(Dataset excerpt)

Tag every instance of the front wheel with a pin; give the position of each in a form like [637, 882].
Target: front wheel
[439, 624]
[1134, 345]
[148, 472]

**To be done:**
Can you extract every line of the entries above and reproduce each one word for word?

**Result of this exercise:**
Tag every instance of the front wheel with a pin; give the position of each in a form like [637, 882].
Target: front wheel
[439, 624]
[1134, 345]
[148, 472]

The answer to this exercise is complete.